▶ **ENTRIES SUPPLIED**
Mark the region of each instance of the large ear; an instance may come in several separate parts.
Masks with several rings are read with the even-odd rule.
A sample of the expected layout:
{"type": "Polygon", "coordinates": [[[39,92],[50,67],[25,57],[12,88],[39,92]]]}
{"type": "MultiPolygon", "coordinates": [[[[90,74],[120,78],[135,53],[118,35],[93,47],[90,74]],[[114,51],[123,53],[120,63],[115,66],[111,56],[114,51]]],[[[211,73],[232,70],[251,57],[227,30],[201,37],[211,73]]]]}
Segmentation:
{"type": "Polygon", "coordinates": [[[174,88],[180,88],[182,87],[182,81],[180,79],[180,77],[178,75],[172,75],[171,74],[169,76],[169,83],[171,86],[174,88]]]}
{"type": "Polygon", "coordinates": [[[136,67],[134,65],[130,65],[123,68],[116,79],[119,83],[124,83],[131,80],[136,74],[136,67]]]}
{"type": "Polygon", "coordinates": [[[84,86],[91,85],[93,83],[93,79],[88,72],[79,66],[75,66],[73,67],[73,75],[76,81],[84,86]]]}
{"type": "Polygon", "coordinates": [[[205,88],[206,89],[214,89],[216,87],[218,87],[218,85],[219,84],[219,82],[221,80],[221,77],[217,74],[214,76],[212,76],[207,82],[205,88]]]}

▶ **WHAT TO WORK ON**
Reproduce all of the data above verbatim, keeping every line unchanged and in the same order.

▶ **TASK OUTPUT**
Mark the region of each instance of the large ear; an instance may come in several separate parts.
Masks with several rings are read with the even-odd rule.
A sample of the expected layout:
{"type": "Polygon", "coordinates": [[[39,92],[50,67],[25,57],[12,88],[39,92]]]}
{"type": "MultiPolygon", "coordinates": [[[[90,74],[120,78],[135,53],[118,35],[93,47],[90,74]],[[114,51],[123,53],[120,63],[115,66],[111,56],[114,51]]],[[[211,73],[232,70],[251,57],[227,30],[201,37],[211,73]]]]}
Segmentation:
{"type": "Polygon", "coordinates": [[[174,88],[180,88],[182,87],[182,81],[180,79],[180,77],[178,75],[172,75],[171,74],[169,76],[169,83],[171,86],[174,88]]]}
{"type": "Polygon", "coordinates": [[[136,67],[134,65],[130,65],[123,68],[116,79],[119,83],[124,83],[131,80],[136,74],[136,67]]]}
{"type": "Polygon", "coordinates": [[[84,86],[91,85],[93,83],[93,79],[88,72],[79,66],[75,66],[73,67],[73,75],[76,81],[84,86]]]}
{"type": "Polygon", "coordinates": [[[205,88],[206,89],[214,89],[216,87],[218,87],[218,85],[219,84],[219,82],[221,80],[221,77],[217,74],[214,76],[212,76],[207,82],[205,88]]]}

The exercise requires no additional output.